Short task: Copy out every line of the records below word for word, leaving out the pictures.

Pointing records:
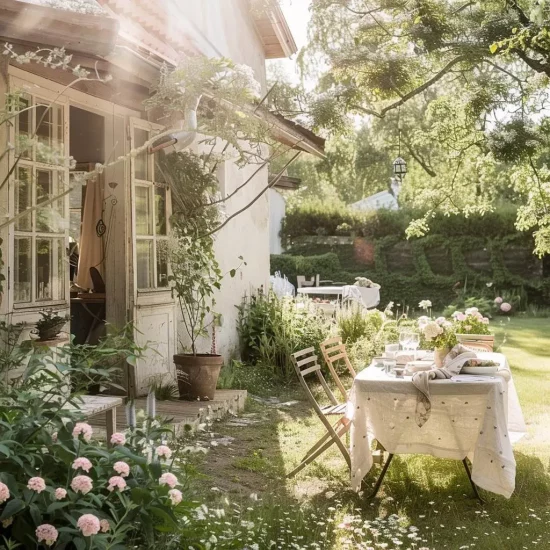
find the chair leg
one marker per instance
(381, 477)
(474, 487)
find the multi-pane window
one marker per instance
(151, 218)
(40, 226)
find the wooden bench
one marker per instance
(93, 405)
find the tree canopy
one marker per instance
(469, 81)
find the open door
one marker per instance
(153, 307)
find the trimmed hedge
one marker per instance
(316, 220)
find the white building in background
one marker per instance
(129, 40)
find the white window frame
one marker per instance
(37, 96)
(150, 185)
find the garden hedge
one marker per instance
(480, 256)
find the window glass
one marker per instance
(144, 263)
(23, 128)
(141, 161)
(23, 198)
(160, 210)
(44, 265)
(162, 263)
(22, 269)
(144, 215)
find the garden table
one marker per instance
(478, 417)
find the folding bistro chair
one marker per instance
(334, 353)
(305, 362)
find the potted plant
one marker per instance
(49, 325)
(195, 272)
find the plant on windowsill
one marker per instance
(50, 325)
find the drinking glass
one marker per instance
(414, 342)
(404, 339)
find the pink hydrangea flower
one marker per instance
(168, 479)
(4, 492)
(116, 482)
(104, 525)
(84, 429)
(164, 451)
(7, 522)
(46, 533)
(82, 484)
(89, 525)
(175, 496)
(36, 484)
(118, 439)
(121, 468)
(82, 463)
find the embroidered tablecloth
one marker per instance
(478, 417)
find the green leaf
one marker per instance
(12, 507)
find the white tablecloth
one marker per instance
(472, 416)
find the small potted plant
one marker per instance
(49, 325)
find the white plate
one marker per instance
(479, 370)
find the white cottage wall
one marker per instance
(226, 28)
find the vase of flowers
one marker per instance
(438, 335)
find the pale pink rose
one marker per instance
(84, 429)
(116, 482)
(82, 484)
(121, 468)
(36, 484)
(82, 463)
(88, 524)
(175, 496)
(118, 439)
(46, 533)
(4, 492)
(164, 451)
(105, 525)
(168, 479)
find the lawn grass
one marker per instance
(425, 502)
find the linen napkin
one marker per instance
(421, 381)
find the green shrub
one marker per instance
(271, 329)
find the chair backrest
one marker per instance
(302, 281)
(334, 353)
(305, 362)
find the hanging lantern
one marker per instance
(399, 168)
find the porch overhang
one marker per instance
(292, 134)
(274, 32)
(33, 24)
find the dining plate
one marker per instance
(479, 370)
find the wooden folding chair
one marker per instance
(334, 352)
(305, 363)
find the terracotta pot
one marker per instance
(439, 356)
(197, 375)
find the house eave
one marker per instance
(26, 23)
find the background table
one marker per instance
(478, 417)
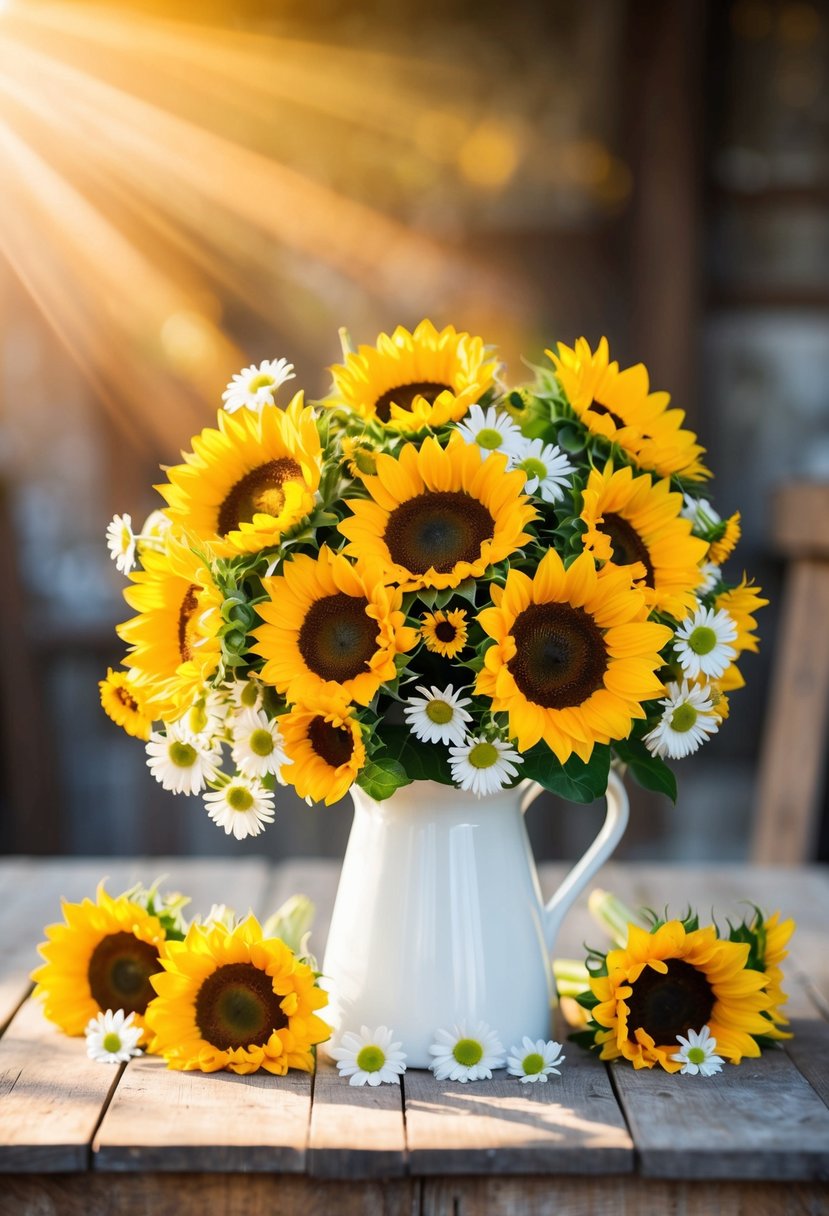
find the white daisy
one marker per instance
(687, 721)
(547, 469)
(179, 761)
(254, 387)
(242, 808)
(491, 431)
(535, 1060)
(711, 576)
(258, 746)
(438, 716)
(120, 542)
(698, 1053)
(370, 1057)
(112, 1039)
(701, 643)
(467, 1053)
(483, 765)
(700, 512)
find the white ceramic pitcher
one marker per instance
(439, 916)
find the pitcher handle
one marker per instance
(615, 821)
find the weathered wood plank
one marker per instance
(356, 1131)
(52, 1096)
(625, 1195)
(757, 1120)
(162, 1120)
(569, 1125)
(196, 1194)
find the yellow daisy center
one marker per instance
(371, 1058)
(404, 395)
(237, 1006)
(683, 718)
(258, 493)
(467, 1052)
(119, 970)
(337, 639)
(436, 530)
(669, 1005)
(627, 545)
(334, 744)
(560, 657)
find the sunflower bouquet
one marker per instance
(429, 574)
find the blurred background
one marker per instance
(191, 187)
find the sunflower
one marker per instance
(445, 632)
(620, 407)
(326, 749)
(247, 483)
(125, 704)
(669, 981)
(410, 381)
(231, 998)
(635, 519)
(438, 516)
(573, 656)
(174, 641)
(723, 546)
(100, 958)
(330, 628)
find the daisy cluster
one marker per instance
(429, 574)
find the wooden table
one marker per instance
(78, 1137)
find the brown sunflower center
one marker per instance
(627, 545)
(337, 639)
(445, 631)
(436, 530)
(127, 701)
(404, 395)
(670, 1005)
(597, 407)
(560, 657)
(259, 493)
(119, 970)
(186, 611)
(237, 1007)
(333, 744)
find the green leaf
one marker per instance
(421, 761)
(575, 781)
(648, 770)
(379, 778)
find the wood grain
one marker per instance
(192, 1121)
(757, 1120)
(356, 1131)
(52, 1096)
(569, 1125)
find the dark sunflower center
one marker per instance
(119, 972)
(404, 395)
(337, 639)
(666, 1006)
(331, 743)
(125, 699)
(445, 631)
(237, 1007)
(259, 493)
(597, 407)
(185, 614)
(560, 657)
(438, 529)
(627, 545)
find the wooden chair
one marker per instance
(793, 755)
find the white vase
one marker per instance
(439, 916)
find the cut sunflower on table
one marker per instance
(232, 998)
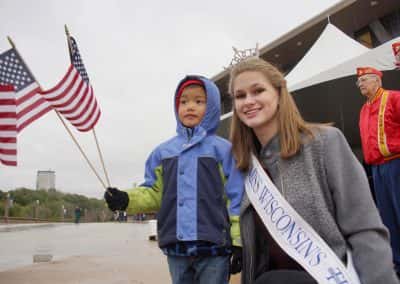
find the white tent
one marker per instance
(380, 58)
(333, 47)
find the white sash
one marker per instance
(293, 234)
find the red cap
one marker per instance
(183, 86)
(361, 71)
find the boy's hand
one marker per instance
(236, 260)
(116, 199)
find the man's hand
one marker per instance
(236, 260)
(116, 199)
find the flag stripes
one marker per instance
(8, 126)
(74, 99)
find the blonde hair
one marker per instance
(290, 122)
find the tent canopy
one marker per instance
(333, 47)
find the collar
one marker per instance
(377, 95)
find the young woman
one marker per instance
(314, 169)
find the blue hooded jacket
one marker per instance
(192, 181)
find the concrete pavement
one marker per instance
(112, 253)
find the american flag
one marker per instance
(8, 126)
(14, 72)
(73, 96)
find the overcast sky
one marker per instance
(135, 52)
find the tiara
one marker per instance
(240, 55)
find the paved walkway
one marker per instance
(98, 253)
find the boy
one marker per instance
(192, 181)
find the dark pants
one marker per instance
(199, 270)
(285, 277)
(386, 179)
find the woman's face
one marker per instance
(255, 101)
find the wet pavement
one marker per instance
(87, 253)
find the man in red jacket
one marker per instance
(380, 139)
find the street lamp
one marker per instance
(37, 209)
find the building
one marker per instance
(46, 180)
(370, 22)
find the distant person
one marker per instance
(380, 139)
(307, 212)
(77, 214)
(192, 181)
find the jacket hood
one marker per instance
(210, 121)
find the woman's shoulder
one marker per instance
(324, 132)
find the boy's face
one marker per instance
(192, 105)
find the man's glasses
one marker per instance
(363, 80)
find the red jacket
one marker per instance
(380, 127)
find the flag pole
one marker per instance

Reply:
find the chair leg
one marker per instance
(381, 477)
(474, 487)
find the multi-pane window
one marker per instance
(151, 218)
(40, 226)
find the wooden bench
one marker per instance
(93, 405)
find the tree canopy
one marker per instance
(469, 81)
find the open door
one marker per instance
(153, 307)
find the trimmed hedge
one marker per instance
(316, 220)
find the white building in background
one marker per instance
(129, 40)
find the white window frame
one marker per instance
(37, 96)
(150, 185)
find the garden hedge
one marker per instance
(480, 256)
find the window glass
one marker per instance
(144, 263)
(23, 128)
(141, 161)
(23, 198)
(160, 210)
(44, 265)
(162, 263)
(22, 269)
(144, 215)
find the garden table
one marker per instance
(478, 417)
find the folding bistro chair
one marker per instance
(334, 353)
(305, 362)
find the potted plant
one marker per instance
(49, 325)
(195, 272)
find the plant on windowsill
one marker per instance
(50, 325)
find the drinking glass
one marker per instance
(414, 342)
(404, 339)
find the pink hydrangea flower
one marker per instance
(168, 479)
(4, 492)
(116, 482)
(104, 525)
(84, 429)
(164, 451)
(7, 522)
(46, 533)
(82, 484)
(89, 525)
(175, 496)
(36, 484)
(118, 439)
(121, 468)
(82, 463)
find the embroidered tablecloth
one marker per instance
(478, 417)
find the green leaf
one marker per instance
(12, 507)
find the white tablecloth
one marker per instance
(472, 416)
find the small potted plant
one marker per instance
(49, 325)
find the white plate
one marker per instance
(479, 370)
find the white cottage wall
one marker per instance
(226, 28)
find the vase of flowers
one marker per instance
(438, 335)
find the pale pink rose
one marker per instance
(84, 429)
(116, 482)
(82, 484)
(121, 468)
(36, 484)
(82, 463)
(88, 524)
(175, 496)
(118, 439)
(46, 533)
(4, 492)
(164, 451)
(105, 525)
(168, 479)
find the lawn grass
one marker per instance
(425, 502)
find the linen napkin
one marker per instance
(421, 381)
find the green shrub
one marker per instance
(271, 329)
find the chair backrest
one marker per instance
(302, 281)
(334, 353)
(305, 362)
find the hanging lantern
one marker per instance
(399, 168)
find the porch overhang
one marker per instance
(292, 134)
(274, 32)
(33, 24)
find the dining plate
one marker per instance
(479, 370)
find the wooden folding chair
one marker per instance
(334, 352)
(305, 363)
find the terracotta pot
one marker per instance
(439, 356)
(197, 375)
find the house eave
one marker per instance
(26, 23)
find the background table
one marker per instance
(478, 417)
find the white daisy
one marker per instance
(687, 721)
(547, 469)
(179, 761)
(254, 387)
(242, 808)
(491, 431)
(535, 1060)
(711, 576)
(258, 746)
(438, 716)
(120, 542)
(698, 1053)
(370, 1057)
(112, 1039)
(701, 643)
(467, 1053)
(483, 765)
(700, 512)
find the white ceramic pitcher
one marker per instance
(439, 916)
find the pitcher handle
one marker per instance
(615, 821)
find the weathered wood plank
one marker per instance
(356, 1131)
(52, 1096)
(625, 1195)
(757, 1120)
(162, 1120)
(569, 1125)
(196, 1194)
find the yellow daisy center
one marker per instance
(371, 1058)
(404, 395)
(237, 1006)
(683, 718)
(258, 493)
(467, 1052)
(119, 970)
(337, 639)
(436, 530)
(669, 1005)
(627, 545)
(334, 744)
(560, 657)
find the sunflower bouquet
one marker per instance
(429, 574)
find the blurred background
one marker per instance
(191, 187)
find the sunflower
one marker per instance
(445, 632)
(620, 407)
(326, 749)
(247, 483)
(125, 704)
(669, 981)
(410, 381)
(231, 998)
(635, 519)
(438, 516)
(573, 656)
(174, 641)
(723, 546)
(100, 958)
(330, 628)
find the daisy cluster
one marker per instance
(429, 574)
find the wooden table
one marker per instance
(78, 1137)
find the brown sunflower center
one marker per instance
(627, 545)
(337, 639)
(445, 631)
(436, 530)
(127, 701)
(404, 395)
(670, 1005)
(597, 407)
(560, 657)
(259, 493)
(119, 970)
(186, 611)
(237, 1007)
(333, 744)
find the green leaf
one marker per instance
(421, 761)
(575, 781)
(648, 770)
(379, 778)
find the wood grain
one marker per instance
(192, 1121)
(757, 1120)
(356, 1131)
(52, 1096)
(569, 1125)
find the dark sunflower center
one marker per instance
(119, 972)
(404, 395)
(337, 639)
(666, 1006)
(331, 743)
(125, 699)
(445, 631)
(237, 1007)
(259, 493)
(597, 407)
(185, 614)
(560, 657)
(438, 529)
(627, 545)
find the wooden chair
one marker per instance
(793, 755)
find the white vase
one marker per instance
(439, 916)
find the cut sunflower on table
one marker per instance
(232, 998)
find the white tent
one marker per instance
(380, 58)
(333, 47)
find the white sash
one marker per instance
(293, 234)
find the red cap
one marker per instance
(183, 86)
(361, 71)
find the boy's hand
one marker per instance
(236, 260)
(116, 199)
find the man's hand
one marker per instance
(236, 260)
(116, 199)
find the flag stripes
one marker per instance
(8, 126)
(74, 99)
find the blonde hair
one marker per instance
(290, 122)
find the tent canopy
one marker per instance
(333, 47)
find the collar
one marker per instance
(377, 95)
find the young woman
one marker per instance
(314, 169)
find the blue hooded jacket
one marker per instance
(192, 181)
find the concrete pavement
one marker per instance
(112, 253)
find the american flag
one marker per instance
(8, 126)
(14, 72)
(73, 96)
find the overcast sky
one marker per instance
(135, 52)
find the tiara
one marker per instance
(240, 55)
find the paved walkway
one marker per instance
(98, 253)
find the boy
one marker per instance
(192, 181)
find the dark pants
one marker per instance
(199, 270)
(285, 277)
(386, 179)
find the woman's face
one marker per instance
(255, 101)
find the wet pavement
one marker per instance
(87, 253)
find the man in red jacket
one marker per instance
(380, 139)
find the street lamp
one marker per instance
(37, 209)
find the building
one marker per instance
(46, 180)
(370, 22)
find the distant person
one marker per instance
(380, 139)
(307, 212)
(77, 214)
(192, 181)
find the jacket hood
one marker per instance
(210, 121)
find the woman's shoulder
one marker per instance
(324, 132)
find the boy's face
one marker per instance
(192, 105)
find the man's glasses
one marker per instance
(363, 80)
find the red jacket
one marker per instance
(380, 127)
find the flag pole
one marker per instance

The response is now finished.